> _Exercises to complete_
A: Which file names ending in .cpp or .proto appear in the proto-fuzzer review? List each one once.
B: Output the part of the proto-fuzzer review that opens with the words containing "(2) To use the" and closes with "corresponding Python script.".

This is an archive of the discontinued LLVM Phabricator instance.

Adding proto-fuzzer support for more extensions with new driver flow
AbandonedPublic

Authored by jocewei on Aug 1 2018, 3:35 PM.

Details

Reviewers
apazos
mgrang
asb
Summary
  • Uses Protobuf to represent RV32 General (G) Instruction Set with extensions I,M,A,F,D,C, with no constraints on either register or immediate operand values (that is, with no constraints on register class or immediate range). Also includes pseudoinstructions.
  • Updated fuzzer driver flow:

(1) to invoke fuzzed llvm-mc assembler, GNU assembler, and GNU disassembler.
(2) To use the status of calling each tool to categorize test failures.

  • Created single fuzzer executable that supports rv32imafdc.
  • Kept the example fuzzer with sample grammar and corresponding Python script.

Related: https://reviews.llvm.org/D49521

Diff Detail

Event Timeline

jocewei created this revision.Aug 1 2018, 3:35 PM
asb added a comment.Aug 2 2018, 8:31 AM

Hi Jocelyn. What should I be referring to as the base of this patch? e.g. D49521 doesn't contain proto_to_asm_rv32i.cpp?

I might be looking at the wrong version of the protobuf API or overlooking other issues here, but might it be possible to use FindValueByNumber to get hold of an EnumDescriptor and hence a string name for protobuf enums, getting rid of some of the boilerplate in proto_to_asm? https://developers.google.com/protocol-buffers/docs/reference/cpp/google.protobuf.descriptor#EnumDescriptor.FindValueByNumber.details

In D50164#1185810, @asb wrote:

Hi Jocelyn. What should I be referring to as the base of this patch? e.g. D49521 doesn't contain proto_to_asm_rv32i.cpp?

This patch adds two new files: proto_to_asm_rv32i.cpp and rv32i_asm.proto. These files add to proto_to_asm.cpp and asm_proto.proto from the previous patch (https://reviews.llvm.org/D49521), which we chose to leave untouched so as to preserve the simpler example grammar that only contains the add and sub instructions.

I might be looking at the wrong version of the protobuf API or overlooking other issues here, but might it be possible to use FindValueByNumber to get hold of an EnumDescriptor and hence a string name for protobuf enums, getting rid of some of the boilerplate in proto_to_asm? https://developers.google.com/protocol-buffers/docs/reference/cpp/google.protobuf.descriptor#EnumDescriptor.FindValueByNumber.details

In proto_to_asm, to handle the protobuf enums, we can use int values 0-31 instead of Register::X0 through Register::X31, or int values 0-9 instead of RTypeOpcode_Op_ADD, etc. But this means that if the order of items in the protobuf enum cannot change without us also modifying the corresponding proto_to_asm code. Based on what I read, I'm not sure if using EnumDescriptor / EnumValueDescriptor would be advantageous.

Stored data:
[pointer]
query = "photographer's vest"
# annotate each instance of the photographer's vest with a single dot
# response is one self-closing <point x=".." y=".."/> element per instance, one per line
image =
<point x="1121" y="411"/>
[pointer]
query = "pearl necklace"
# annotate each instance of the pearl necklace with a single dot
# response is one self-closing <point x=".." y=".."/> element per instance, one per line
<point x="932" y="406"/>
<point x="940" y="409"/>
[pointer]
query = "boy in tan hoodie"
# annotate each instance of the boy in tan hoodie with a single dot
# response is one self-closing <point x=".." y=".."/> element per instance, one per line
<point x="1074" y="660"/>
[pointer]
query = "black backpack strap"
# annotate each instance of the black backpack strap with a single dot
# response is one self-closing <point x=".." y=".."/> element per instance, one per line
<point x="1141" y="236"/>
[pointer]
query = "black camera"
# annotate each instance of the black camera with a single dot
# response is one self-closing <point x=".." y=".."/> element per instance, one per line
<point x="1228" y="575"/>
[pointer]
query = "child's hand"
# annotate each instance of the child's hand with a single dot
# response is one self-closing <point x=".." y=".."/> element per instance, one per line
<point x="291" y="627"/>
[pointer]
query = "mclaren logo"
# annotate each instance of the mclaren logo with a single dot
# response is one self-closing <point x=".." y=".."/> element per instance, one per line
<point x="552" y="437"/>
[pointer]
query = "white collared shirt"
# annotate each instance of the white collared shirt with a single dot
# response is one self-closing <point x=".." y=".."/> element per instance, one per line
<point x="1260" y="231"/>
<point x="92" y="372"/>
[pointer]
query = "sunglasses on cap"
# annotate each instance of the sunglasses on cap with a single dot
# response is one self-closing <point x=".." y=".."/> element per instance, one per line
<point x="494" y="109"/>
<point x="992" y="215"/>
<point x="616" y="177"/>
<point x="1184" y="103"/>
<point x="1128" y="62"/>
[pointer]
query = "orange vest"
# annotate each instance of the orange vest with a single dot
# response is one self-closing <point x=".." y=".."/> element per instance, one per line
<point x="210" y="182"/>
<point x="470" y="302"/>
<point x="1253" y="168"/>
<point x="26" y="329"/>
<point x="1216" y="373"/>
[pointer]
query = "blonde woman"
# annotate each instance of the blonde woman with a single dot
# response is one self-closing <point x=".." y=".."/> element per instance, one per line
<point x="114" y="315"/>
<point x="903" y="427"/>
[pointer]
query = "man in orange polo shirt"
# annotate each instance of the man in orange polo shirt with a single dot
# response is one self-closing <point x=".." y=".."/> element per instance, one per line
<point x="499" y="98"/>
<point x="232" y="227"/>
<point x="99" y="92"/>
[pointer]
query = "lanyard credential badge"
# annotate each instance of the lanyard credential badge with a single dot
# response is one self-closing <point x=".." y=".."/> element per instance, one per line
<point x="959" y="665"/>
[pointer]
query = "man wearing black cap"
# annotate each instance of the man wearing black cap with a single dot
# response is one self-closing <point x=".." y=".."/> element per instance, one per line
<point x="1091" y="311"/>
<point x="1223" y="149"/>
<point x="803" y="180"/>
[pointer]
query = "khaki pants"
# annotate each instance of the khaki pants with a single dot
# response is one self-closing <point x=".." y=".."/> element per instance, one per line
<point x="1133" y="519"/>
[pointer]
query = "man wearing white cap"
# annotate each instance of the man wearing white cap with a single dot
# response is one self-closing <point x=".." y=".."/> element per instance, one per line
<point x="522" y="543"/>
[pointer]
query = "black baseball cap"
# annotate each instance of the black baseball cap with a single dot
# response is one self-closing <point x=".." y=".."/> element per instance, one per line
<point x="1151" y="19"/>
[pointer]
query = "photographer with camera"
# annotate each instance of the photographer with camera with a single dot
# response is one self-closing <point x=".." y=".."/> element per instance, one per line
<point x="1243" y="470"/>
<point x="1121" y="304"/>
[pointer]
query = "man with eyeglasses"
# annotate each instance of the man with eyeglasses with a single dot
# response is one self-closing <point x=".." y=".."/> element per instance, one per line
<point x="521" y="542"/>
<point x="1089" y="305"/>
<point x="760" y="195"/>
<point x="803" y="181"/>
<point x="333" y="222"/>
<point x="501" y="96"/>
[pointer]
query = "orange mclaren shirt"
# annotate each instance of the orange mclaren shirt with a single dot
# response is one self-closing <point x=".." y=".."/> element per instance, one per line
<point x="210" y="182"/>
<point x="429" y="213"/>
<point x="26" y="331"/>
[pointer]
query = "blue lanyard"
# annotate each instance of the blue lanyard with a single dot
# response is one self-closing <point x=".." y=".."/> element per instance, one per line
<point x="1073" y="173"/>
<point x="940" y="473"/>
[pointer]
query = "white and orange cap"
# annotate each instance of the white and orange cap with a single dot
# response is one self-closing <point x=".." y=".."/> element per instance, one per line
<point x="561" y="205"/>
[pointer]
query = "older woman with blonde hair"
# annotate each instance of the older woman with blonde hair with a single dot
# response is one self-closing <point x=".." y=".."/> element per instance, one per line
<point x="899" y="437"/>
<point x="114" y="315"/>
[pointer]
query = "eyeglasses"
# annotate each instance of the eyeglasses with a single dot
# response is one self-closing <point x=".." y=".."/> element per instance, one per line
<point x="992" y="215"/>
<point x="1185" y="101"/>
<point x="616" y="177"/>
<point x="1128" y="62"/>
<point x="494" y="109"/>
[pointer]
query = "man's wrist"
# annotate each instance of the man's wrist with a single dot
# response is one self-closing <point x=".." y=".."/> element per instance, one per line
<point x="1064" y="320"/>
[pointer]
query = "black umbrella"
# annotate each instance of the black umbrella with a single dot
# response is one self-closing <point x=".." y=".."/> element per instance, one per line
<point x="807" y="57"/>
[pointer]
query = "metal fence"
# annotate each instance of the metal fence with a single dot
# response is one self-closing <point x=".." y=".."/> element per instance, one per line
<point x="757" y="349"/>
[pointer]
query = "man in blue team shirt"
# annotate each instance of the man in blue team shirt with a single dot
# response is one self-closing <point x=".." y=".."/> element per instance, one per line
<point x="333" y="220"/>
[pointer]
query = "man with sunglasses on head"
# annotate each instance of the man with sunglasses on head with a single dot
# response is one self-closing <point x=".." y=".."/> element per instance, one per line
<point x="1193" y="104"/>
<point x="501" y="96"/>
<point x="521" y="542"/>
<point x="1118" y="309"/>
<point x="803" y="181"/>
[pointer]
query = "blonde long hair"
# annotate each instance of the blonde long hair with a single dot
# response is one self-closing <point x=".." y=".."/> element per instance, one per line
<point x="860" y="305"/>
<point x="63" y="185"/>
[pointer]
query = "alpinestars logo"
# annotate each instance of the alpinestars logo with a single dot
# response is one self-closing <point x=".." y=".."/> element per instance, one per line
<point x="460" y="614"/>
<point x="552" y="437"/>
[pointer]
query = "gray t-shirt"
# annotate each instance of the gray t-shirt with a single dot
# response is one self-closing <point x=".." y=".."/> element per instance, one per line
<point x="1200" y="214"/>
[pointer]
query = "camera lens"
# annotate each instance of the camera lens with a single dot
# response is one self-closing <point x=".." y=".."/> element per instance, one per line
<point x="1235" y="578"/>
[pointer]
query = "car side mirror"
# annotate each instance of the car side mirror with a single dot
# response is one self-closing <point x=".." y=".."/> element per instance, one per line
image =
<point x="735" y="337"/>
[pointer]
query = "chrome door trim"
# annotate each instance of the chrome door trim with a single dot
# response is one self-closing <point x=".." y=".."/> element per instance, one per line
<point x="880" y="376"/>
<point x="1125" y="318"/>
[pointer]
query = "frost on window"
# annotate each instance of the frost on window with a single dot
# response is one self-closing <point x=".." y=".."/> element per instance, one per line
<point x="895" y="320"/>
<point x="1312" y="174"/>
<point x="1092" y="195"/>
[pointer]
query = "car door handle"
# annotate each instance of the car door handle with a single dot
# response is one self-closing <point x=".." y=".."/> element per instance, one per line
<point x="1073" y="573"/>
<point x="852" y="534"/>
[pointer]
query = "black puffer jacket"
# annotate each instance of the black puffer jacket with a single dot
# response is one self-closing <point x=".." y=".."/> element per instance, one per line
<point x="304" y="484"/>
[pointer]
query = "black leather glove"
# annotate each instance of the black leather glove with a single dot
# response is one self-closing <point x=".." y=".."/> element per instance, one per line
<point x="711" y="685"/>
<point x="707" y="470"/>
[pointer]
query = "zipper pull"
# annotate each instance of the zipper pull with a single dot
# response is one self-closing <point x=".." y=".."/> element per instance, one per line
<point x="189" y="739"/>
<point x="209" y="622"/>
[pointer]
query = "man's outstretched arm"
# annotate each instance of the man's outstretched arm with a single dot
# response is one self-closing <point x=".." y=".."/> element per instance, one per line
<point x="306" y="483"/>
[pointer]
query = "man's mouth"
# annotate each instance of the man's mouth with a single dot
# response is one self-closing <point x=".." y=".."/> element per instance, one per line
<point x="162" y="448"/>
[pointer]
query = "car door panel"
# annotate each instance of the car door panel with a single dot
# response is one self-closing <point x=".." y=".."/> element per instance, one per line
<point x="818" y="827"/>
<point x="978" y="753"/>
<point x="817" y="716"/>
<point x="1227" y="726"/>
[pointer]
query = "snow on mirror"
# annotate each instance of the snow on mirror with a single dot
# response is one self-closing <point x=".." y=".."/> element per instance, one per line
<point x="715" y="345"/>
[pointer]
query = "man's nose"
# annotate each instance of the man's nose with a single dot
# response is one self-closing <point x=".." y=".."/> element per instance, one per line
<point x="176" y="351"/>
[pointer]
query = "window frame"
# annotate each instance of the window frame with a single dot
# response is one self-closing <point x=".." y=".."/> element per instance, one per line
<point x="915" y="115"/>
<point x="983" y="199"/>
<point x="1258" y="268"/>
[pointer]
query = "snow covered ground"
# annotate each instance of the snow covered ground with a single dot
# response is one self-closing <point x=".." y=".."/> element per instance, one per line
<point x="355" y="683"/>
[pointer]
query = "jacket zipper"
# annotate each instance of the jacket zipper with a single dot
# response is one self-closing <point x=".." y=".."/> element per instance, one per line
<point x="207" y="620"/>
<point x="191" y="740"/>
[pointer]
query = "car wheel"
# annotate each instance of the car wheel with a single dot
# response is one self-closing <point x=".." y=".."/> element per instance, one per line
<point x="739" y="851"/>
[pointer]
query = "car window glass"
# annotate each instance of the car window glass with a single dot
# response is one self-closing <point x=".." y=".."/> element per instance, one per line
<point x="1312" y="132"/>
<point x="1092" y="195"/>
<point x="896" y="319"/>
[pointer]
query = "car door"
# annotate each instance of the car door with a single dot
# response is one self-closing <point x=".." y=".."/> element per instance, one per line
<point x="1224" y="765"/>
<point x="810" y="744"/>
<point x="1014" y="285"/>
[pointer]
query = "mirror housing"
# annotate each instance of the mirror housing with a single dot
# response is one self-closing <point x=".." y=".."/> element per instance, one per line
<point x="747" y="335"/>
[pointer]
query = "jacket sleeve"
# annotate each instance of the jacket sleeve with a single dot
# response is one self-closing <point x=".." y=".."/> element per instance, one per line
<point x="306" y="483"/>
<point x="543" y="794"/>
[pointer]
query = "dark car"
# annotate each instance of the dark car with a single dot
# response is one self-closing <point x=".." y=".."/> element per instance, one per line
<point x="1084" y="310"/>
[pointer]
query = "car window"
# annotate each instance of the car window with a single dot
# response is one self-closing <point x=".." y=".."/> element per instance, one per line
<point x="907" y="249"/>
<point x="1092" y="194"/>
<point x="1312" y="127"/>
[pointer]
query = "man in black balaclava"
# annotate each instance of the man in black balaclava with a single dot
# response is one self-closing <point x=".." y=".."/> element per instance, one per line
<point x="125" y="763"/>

> _Full solutions_
A:
- proto_to_asm_rv32i.cpp
- rv32i_asm.proto
- proto_to_asm.cpp
- asm_proto.proto

B:
(2) To use the status of calling each tool to categorize test failures.

  • Created single fuzzer executable that supports rv32imafdc.
  • Kept the example fuzzer with sample grammar and corresponding Python script.